WRITTEN TASK ->
Rewrite every line of the records below, requests included, and offset each coordinate in the answers by adding 138 to it.

EXTRACTED ENTRIES ->
==============================
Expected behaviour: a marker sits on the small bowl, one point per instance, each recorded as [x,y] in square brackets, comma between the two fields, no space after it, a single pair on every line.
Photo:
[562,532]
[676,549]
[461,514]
==============================
RESPONSE BELOW ->
Expected behaviour: a marker sits on the small bowl, one point per instance, each recorded as [x,y] in square brackets, comma between the two fields, no space after it, a single pair on every line.
Photo:
[700,670]
[814,687]
[599,652]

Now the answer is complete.